> **Schriftliche Aufgabe**: Zitiere aus dem unten stehenden Auszug über Hans und Kevin im Morgenkreis wortgetreu die Stelle von "Beispiel 2 8.41." bis einschließlich "auf seinen Arm.".

> **Gezeigter Textauszug**:
Dieses Beispiel ist typisch für das abge­lenkte Verhalten von Hans, das wohl auch dem Zweck diente, der Bearbei­tung von Aufgaben auszuweichen.

Beispiel 2 8.41. Kevin kommt in den Morgenkreis. Er hat eine Tätowierung auf dem Arm, für die sich Kevin und Hans sofort inter­essieren und dabei ins Gespräch kom­men. Die Lehrerin wartet darauf, daß beide Jungen ruhig werden, und sagt sehr leise: Als ich gestern nochmal über unsere Gruppe nachgedacht habe, fand ich eine ganz schöne Geschichte. Sie fordert die Kinder auf, sich bequem hinzusetzen und die Augen zu schließen. Dann liest sie eine Schmusegeschichte vor, die die mei­sten Kinder sehrgefangen nimmt. Auch Hans und Kevin hören zunächst zu. Abgesehen von Hans haben alle anderen Kinder die Augen geschlossen. Hans be­obachtet die anderen Kinder. Er beugt sich wenig später zu Kevin und flüstert ihm wegen der Tätowierung etwas ins Ohr. Kevin öffnet die Augen und guckt auf seinen Arm.

> **Erfasste Daten**:

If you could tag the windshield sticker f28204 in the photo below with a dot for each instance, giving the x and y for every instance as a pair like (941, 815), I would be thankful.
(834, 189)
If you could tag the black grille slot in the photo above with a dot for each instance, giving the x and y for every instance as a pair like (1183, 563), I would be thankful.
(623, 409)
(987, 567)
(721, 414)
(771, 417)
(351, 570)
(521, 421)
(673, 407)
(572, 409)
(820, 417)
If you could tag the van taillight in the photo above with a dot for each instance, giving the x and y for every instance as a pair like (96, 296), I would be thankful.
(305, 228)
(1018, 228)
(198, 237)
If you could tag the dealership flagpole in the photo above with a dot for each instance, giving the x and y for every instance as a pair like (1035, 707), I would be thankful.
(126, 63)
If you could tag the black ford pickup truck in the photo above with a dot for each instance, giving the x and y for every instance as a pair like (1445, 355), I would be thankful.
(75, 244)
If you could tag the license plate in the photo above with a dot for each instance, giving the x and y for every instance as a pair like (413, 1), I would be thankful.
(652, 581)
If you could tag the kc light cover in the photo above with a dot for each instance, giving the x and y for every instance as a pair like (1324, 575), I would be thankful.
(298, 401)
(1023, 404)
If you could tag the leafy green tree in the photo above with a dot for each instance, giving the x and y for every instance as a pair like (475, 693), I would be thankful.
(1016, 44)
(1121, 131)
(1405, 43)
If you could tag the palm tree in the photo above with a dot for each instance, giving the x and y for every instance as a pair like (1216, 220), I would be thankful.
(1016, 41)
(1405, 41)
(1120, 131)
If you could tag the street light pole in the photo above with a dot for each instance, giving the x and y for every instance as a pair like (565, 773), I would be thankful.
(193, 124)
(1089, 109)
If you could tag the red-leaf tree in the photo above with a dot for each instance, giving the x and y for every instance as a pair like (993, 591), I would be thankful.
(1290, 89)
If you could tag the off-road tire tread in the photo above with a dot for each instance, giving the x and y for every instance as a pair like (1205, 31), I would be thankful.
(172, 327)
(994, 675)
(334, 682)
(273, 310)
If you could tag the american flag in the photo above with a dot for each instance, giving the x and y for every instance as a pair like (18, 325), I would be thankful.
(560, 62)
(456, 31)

> **Ergebnis der Aufgabe**:
Beispiel 2 8.41. Kevin kommt in den Morgenkreis. Er hat eine Tätowierung auf dem Arm, für die sich Kevin und Hans sofort inter­essieren und dabei ins Gespräch kom­men. Die Lehrerin wartet darauf, daß beide Jungen ruhig werden, und sagt sehr leise: Als ich gestern nochmal über unsere Gruppe nachgedacht habe, fand ich eine ganz schöne Geschichte. Sie fordert die Kinder auf, sich bequem hinzusetzen und die Augen zu schließen. Dann liest sie eine Schmusegeschichte vor, die die mei­sten Kinder sehrgefangen nimmt. Auch Hans und Kevin hören zunächst zu. Abgesehen von Hans haben alle anderen Kinder die Augen geschlossen. Hans be­obachtet die anderen Kinder. Er beugt sich wenig später zu Kevin und flüstert ihm wegen der Tätowierung etwas ins Ohr. Kevin öffnet die Augen und guckt auf seinen Arm.